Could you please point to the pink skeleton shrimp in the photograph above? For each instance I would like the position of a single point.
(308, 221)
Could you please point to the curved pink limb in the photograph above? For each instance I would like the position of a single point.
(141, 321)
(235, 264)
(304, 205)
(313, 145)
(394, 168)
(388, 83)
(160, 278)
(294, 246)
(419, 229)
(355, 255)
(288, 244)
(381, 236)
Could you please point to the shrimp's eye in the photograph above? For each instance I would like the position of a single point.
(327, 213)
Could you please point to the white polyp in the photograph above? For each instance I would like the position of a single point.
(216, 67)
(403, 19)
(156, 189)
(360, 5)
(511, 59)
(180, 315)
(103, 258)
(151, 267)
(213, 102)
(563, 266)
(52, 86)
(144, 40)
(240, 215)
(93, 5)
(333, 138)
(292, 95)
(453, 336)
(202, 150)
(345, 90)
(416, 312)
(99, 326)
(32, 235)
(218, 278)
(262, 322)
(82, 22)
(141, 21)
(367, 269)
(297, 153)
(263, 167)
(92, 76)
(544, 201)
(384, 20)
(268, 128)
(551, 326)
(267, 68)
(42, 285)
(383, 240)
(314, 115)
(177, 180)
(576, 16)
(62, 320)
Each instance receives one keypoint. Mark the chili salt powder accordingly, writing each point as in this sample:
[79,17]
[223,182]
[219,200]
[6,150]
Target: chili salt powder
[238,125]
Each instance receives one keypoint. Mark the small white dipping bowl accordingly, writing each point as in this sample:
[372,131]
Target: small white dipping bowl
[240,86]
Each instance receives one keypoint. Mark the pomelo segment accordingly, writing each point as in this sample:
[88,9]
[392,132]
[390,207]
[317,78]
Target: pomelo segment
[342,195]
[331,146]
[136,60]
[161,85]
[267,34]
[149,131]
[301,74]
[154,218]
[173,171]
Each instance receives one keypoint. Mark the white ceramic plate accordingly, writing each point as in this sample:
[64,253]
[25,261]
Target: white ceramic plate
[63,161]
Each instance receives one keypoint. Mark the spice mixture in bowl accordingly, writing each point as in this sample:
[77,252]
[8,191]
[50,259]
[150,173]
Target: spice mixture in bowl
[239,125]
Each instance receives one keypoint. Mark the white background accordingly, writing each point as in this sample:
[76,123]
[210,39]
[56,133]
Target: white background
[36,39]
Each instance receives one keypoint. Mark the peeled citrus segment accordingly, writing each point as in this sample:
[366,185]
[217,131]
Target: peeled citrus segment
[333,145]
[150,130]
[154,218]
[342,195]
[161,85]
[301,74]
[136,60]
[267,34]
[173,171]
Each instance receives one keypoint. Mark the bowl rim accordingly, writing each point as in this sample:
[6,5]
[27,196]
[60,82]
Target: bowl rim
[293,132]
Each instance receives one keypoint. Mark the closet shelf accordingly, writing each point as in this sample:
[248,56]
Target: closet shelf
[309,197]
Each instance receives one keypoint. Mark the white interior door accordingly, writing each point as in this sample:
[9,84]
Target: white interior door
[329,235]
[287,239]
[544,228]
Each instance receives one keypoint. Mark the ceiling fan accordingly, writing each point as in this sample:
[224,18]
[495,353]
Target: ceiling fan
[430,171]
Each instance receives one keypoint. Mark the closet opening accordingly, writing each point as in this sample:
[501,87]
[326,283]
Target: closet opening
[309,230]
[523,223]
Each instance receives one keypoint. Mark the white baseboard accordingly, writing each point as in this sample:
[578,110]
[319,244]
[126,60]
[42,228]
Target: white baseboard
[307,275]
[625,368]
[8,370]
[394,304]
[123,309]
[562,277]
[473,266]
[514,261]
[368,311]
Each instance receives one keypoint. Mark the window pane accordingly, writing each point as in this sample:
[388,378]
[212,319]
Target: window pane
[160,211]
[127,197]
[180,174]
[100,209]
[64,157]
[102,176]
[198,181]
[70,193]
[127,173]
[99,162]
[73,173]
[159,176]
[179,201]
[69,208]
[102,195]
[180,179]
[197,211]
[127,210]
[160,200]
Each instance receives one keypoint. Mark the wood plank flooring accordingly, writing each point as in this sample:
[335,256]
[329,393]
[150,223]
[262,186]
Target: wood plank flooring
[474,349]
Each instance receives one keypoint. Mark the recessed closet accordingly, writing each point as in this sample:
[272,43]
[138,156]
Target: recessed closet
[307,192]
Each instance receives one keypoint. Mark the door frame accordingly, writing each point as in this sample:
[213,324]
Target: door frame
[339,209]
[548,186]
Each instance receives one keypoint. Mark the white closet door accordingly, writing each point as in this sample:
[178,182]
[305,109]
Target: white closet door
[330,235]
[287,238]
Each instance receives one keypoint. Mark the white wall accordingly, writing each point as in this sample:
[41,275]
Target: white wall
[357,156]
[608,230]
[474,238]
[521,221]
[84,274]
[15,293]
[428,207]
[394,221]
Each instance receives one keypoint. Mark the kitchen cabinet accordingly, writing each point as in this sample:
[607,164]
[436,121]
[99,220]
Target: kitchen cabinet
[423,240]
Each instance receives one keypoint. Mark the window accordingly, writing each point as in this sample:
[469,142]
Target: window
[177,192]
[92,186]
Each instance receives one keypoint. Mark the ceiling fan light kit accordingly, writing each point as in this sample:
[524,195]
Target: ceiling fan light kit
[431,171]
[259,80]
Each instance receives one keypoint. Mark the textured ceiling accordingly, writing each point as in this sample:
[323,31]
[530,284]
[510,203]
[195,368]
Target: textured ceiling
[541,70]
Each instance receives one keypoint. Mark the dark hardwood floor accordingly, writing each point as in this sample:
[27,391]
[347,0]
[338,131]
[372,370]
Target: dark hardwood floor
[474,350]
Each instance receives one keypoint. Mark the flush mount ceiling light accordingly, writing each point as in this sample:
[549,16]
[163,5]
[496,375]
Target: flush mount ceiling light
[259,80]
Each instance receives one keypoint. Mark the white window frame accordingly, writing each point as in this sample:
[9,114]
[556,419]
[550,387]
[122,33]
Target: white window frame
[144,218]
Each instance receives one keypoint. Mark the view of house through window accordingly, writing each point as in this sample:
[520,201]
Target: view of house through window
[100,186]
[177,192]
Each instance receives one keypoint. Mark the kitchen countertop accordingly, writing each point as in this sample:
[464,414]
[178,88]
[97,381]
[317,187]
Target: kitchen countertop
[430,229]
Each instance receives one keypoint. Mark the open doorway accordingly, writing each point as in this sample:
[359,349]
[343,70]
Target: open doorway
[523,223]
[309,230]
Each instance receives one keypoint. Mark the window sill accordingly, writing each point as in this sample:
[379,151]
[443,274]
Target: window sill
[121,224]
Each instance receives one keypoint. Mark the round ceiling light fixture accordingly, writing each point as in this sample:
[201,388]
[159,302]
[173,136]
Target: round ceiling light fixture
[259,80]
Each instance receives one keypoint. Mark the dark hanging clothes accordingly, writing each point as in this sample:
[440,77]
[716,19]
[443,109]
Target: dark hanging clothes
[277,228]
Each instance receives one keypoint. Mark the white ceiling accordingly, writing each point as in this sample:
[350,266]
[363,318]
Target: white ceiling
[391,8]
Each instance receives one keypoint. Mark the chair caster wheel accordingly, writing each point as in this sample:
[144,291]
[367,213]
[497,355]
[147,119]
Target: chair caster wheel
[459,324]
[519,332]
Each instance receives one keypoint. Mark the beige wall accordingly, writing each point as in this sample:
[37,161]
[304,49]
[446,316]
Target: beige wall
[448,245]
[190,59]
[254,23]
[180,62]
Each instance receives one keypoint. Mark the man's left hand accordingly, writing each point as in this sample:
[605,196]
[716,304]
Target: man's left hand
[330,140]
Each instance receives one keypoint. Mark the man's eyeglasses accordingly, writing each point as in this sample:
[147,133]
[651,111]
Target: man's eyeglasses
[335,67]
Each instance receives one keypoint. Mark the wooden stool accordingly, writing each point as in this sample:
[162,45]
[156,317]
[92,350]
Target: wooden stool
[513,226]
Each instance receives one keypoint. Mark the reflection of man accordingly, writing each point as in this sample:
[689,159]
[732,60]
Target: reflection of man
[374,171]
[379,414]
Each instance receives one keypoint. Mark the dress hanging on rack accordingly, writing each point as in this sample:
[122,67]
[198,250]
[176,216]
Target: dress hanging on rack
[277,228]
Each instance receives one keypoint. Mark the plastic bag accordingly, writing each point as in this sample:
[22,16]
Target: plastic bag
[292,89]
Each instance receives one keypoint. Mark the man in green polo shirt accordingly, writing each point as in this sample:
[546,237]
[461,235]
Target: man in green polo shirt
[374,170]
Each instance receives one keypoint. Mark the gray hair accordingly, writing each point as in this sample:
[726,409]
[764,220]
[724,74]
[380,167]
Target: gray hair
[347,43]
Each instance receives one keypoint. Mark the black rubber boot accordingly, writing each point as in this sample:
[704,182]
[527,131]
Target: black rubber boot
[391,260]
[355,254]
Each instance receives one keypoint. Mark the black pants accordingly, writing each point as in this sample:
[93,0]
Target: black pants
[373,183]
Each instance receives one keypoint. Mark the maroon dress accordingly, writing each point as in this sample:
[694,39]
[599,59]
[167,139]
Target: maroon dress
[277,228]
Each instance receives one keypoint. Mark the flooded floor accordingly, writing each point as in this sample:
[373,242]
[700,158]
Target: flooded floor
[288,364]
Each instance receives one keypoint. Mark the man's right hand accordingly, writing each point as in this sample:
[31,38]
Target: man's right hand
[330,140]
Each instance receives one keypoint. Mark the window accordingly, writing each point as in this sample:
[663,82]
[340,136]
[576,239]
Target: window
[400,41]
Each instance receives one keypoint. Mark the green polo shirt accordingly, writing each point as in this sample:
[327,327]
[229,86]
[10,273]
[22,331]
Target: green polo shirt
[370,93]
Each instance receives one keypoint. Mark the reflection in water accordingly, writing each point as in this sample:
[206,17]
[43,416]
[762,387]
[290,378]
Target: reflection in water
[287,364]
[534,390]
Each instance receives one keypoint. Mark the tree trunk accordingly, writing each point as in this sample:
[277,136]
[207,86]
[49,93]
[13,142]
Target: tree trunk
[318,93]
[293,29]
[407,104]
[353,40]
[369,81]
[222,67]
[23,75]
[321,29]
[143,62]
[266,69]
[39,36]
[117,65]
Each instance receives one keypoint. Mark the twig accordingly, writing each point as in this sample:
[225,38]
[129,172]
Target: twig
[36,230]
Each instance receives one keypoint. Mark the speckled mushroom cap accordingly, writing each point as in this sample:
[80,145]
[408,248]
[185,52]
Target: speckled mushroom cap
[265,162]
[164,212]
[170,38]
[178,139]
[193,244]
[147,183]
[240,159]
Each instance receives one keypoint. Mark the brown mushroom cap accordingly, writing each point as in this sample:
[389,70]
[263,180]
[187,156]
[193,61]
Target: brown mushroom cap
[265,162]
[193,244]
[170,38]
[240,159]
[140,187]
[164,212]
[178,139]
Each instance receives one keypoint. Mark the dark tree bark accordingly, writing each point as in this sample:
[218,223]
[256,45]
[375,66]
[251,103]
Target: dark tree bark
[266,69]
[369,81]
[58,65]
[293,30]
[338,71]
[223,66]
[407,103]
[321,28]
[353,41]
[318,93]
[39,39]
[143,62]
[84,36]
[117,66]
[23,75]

-- -- --

- [TASK PROMPT]: A verbatim transcription is needed of the lines above, starting at the line with "Each instance receives one keypoint. Mark the small" and ending at the line with "Each instance receives one keypoint. Mark the spice", both included, and of nothing else.

- [OUTPUT]:
Each instance receives one keypoint. Mark the small white dipping bowl accordingly, writing each point as in this sample:
[372,131]
Target: small white dipping bowl
[240,86]
Each instance receives one keypoint. Mark the pomelo segment accordingly, writing each point as in this sample:
[88,9]
[392,132]
[390,207]
[317,78]
Target: pomelo segment
[342,195]
[331,146]
[136,60]
[161,85]
[267,34]
[149,131]
[301,74]
[154,218]
[173,171]
Each instance receives one keypoint. Mark the white ceramic plate accordingly, writing each point as in this sample:
[64,253]
[25,261]
Target: white ceramic plate
[63,161]
Each instance receives one keypoint. Mark the spice mixture in bowl accordingly, writing each point as in this sample:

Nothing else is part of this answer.